# Record excerpts
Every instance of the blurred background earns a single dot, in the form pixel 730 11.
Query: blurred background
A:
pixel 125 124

==

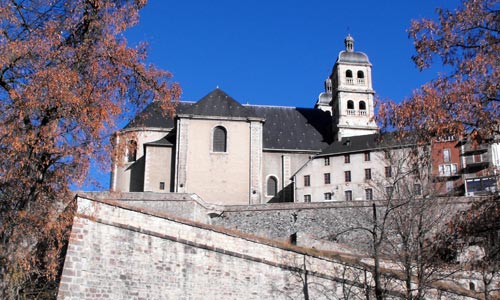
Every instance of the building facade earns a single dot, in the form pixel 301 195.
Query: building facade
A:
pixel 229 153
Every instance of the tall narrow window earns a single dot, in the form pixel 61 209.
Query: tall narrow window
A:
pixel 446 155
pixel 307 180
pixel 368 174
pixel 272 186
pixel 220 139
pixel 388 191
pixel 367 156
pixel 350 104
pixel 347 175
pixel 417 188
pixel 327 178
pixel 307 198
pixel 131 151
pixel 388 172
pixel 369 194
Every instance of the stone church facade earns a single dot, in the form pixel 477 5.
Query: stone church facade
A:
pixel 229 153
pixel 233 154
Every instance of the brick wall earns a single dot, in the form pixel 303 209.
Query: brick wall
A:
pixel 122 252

* * *

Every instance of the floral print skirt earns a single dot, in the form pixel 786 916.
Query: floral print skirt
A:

# Task details
Format the records as a two-column CSV with the header row request,answer. Begin at the line that has "Every instance of the blurred", stop after the line that has "pixel 125 124", and include nothing else. Give one row per record, with each value in a single quoted field and its line breaks replaced by spaces.

# Answer in full
request,answer
"Every instance of the blurred background earns a single dot, in the form pixel 730 11. Query: blurred background A:","pixel 125 124"